À tarde, a partir das 15h10, também na sala “Eu defendo o SUS”, realizou-se a mesa-redonda “Fazer ciência na saúde coletiva: como enfrentar os desafios históricos e contemporâneos nas instituições públicas”. A responsável pela atividade e mediadora da conversa foi a pesquisadora da ENSP/Fiocruz e presidente da Comissão Científica do evento, Isabela Soares Santos.
A mesa foi composta pela ex-presidente da Abrasco e professora da UNICAMP, Rosana Onocko Campos; a pesquisadora da ENSP/Fiocruz Laís Costa; e a professora da Universidade Federal do Recôncavo da Bahia (UFRB) Angela Figueiredo.
Isabela Soares Santos explica que essa atividade foi fruto de um novo eixo temático incorporado no 5º PPGS. “Essa mesa veio de uma proposta inovadora de trazer um eixo exclusivo para discutir as questões metodológicas da ciência. Do como fazer ciência, como incrementar a ciência e o que a gente faz no campo da Saúde Coletiva”, explicou.
Houve ênfase, ao longo da mesa-redonda, por parte das debatedoras, na necessidade de repensar, nas atividades de pesquisa, contextos, práticas e teorias, que são atravessados por resquícios coloniais, racistas, patriarcais, entre outros elementos. A professora Rosana Onocko Campos destacou ainda a necessidade de olhar criticamente os modelos econômicos e os desdobramentos do neoliberalismo na saúde brasileira.
“Nos países do hemisfério sul, como o Brasil, essa corrente teve efeitos deletérios ao estimular o desfinanciamento em políticas públicas que se encontravam em estado incipiente. Em mais de 30 anos, e sob sucessivos governos democráticos, o SUS se encontra sempre ‘aquém’ das demandas sociais às quais deve responder”, declarou.
“De que equidade estamos falando? Desafios urgentes para a saúde coletiva e para as políticas públicas”
Na plenária Preta Tia Simoa, a partir das 17h20, os congressistas acompanharam o Grande Debate “De que equidade estamos falando? Desafios urgentes para a saúde coletiva e para as políticas públicas”, atividade que encerrou o segundo dia de congresso. A mediadora foi a pesquisadora, consultora e diretora do Programa do Fundo Baobá para Equidade Racial, Fernanda Lopes. A pesquisadora da Fiocruz, coordenadora do Dicionário de Favelas Marielle Franco e uma das criadoras do SUS, Sonia Fleury; e a professora aposentada da Universidade Federal de Mato Grosso (UFMT), Maria Inês Barbosa, que é pioneira nos estudos sobre a saúde da população negra no Brasil.

Instrução da tarefa 1: Traduza para o inglês esta frase do trecho sobre o congresso: "A professora Rosana Onocko Campos destacou ainda a necessidade de olhar criticamente os modelos econômicos e os desdobramentos do neoliberalismo na saúde brasileira."
Instrução da tarefa 2:
De acordo com o trecho sobre o congresso, as afirmações abaixo estão certas? Responda sim ou não para cada uma e cite as palavras do trecho que decidem a resposta.
(a) A mesa-redonda da tarde começou às 15h10.
(b) Isabela Soares Santos foi a mediadora do Grande Debate.
(c) Angela Figueiredo é professora da UFRB.
Instrução da tarefa 3: Transcreva a parte do trecho sobre o congresso que abre com as palavras "A mesa foi composta" e fecha com "(UFRB) Angela Figueiredo.".
A listagem tem origem em outra fonte.

Dados fornecidos:
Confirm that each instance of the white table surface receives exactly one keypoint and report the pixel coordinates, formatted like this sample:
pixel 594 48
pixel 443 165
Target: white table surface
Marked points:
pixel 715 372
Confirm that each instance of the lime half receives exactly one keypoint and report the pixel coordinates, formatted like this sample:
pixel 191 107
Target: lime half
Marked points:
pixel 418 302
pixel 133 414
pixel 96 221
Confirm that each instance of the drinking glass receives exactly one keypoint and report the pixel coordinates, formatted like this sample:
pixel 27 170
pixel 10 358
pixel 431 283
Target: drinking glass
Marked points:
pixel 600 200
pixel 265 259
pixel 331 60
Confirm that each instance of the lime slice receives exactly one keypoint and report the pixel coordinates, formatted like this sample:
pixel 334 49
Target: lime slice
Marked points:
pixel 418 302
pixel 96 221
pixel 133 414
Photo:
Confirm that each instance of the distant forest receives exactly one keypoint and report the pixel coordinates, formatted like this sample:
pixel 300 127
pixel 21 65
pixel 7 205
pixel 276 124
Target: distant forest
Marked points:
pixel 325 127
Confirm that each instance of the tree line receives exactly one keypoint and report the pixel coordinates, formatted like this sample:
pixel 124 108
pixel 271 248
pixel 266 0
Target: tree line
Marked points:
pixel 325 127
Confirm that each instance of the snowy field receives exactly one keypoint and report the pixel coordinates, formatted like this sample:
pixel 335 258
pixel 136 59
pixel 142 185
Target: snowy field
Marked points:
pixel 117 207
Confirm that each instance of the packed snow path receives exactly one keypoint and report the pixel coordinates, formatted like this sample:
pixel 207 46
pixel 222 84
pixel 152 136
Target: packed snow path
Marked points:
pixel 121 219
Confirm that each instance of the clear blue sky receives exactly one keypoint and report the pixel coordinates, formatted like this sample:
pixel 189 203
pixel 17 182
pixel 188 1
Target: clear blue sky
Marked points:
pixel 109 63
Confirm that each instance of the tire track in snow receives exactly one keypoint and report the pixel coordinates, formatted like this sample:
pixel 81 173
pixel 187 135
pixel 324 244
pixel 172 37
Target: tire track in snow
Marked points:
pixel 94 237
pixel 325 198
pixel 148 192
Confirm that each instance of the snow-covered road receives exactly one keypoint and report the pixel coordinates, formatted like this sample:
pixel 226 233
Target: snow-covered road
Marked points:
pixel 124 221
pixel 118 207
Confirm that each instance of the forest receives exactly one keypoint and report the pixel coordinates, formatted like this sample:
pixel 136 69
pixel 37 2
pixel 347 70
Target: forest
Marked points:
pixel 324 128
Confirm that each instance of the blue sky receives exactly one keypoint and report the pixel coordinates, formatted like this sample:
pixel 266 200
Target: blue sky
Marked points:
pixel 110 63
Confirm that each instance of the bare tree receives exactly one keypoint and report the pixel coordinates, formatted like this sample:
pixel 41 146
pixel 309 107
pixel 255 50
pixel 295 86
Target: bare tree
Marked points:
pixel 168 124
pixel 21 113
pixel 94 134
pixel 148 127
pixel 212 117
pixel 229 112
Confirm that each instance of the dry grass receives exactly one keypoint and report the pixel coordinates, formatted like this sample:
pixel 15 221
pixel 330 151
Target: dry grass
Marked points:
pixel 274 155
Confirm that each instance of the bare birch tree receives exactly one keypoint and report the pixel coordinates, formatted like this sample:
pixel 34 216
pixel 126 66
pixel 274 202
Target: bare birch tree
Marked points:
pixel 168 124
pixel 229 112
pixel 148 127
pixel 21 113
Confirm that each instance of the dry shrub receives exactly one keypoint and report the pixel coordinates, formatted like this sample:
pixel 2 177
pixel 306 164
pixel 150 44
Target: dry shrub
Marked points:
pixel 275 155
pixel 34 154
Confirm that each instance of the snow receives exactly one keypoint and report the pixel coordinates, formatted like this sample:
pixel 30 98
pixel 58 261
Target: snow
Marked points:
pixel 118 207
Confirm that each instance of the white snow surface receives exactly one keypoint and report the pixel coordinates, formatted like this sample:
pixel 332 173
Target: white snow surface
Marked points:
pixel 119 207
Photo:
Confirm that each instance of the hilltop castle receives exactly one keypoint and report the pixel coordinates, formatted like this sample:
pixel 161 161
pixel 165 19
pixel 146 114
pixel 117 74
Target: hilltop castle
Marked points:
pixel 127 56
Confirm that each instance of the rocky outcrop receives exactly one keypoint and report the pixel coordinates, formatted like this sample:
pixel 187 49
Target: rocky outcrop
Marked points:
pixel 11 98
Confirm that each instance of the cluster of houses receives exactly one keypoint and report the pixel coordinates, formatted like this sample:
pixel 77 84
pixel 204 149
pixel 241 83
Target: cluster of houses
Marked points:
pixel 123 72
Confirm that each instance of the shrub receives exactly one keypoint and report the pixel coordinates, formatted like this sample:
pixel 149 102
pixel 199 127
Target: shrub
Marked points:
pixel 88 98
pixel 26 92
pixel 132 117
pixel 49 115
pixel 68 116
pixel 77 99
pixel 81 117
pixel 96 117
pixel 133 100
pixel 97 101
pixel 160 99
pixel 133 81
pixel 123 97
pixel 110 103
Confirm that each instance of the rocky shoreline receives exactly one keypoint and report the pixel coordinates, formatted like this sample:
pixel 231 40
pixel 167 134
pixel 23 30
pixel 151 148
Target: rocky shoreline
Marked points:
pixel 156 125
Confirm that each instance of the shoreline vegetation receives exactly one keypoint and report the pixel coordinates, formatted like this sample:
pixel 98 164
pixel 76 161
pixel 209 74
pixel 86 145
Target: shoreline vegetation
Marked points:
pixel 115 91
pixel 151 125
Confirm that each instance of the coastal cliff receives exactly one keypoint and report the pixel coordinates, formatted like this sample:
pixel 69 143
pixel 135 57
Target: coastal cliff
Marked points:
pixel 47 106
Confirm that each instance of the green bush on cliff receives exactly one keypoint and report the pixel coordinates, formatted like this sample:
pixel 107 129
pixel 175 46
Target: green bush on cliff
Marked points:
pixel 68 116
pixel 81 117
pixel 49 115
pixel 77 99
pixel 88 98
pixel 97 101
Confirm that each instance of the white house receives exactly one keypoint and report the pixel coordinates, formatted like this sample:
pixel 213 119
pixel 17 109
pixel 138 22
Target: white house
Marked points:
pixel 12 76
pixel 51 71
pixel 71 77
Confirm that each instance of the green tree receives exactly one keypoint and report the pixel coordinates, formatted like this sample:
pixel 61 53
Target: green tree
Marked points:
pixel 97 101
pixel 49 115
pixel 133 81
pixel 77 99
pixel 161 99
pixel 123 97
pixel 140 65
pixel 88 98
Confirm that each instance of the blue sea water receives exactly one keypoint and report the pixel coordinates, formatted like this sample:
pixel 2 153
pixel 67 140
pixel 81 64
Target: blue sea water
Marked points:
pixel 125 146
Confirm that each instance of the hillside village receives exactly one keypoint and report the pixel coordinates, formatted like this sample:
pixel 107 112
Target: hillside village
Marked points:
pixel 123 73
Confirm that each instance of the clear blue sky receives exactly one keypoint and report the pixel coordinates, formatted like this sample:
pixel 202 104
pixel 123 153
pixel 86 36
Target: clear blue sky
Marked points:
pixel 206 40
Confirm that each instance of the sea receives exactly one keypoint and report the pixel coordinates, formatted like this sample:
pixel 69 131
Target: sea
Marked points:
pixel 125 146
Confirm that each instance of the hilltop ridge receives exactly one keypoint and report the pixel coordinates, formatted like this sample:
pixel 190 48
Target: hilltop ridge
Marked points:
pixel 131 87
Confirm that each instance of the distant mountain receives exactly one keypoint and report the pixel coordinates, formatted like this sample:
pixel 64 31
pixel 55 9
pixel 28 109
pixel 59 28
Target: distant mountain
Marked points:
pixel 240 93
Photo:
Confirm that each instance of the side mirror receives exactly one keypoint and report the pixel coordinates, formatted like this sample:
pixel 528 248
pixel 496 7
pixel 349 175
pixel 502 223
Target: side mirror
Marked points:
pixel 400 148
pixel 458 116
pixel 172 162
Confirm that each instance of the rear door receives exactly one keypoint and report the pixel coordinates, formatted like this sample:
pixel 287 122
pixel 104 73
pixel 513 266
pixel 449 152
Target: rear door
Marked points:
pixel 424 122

Resposta escrita 1: Professor Rosana Onocko Campos also highlighted the need to look critically at economic models and at the consequences of neoliberalism in Brazilian health care.

Resposta escrita 2:
(a) Sim: "À tarde, a partir das 15h10, também na sala “Eu defendo o SUS”, realizou-se a mesa-redonda".
(b) Não: "A mediadora foi a pesquisadora, consultora e diretora do Programa do Fundo Baobá para Equidade Racial, Fernanda Lopes."
(c) Sim: "a professora da Universidade Federal do Recôncavo da Bahia (UFRB) Angela Figueiredo".

Resposta escrita 3:
A mesa foi composta pela ex-presidente da Abrasco e professora da UNICAMP, Rosana Onocko Campos; a pesquisadora da ENSP/Fiocruz Laís Costa; e a professora da Universidade Federal do Recôncavo da Bahia (UFRB) Angela Figueiredo.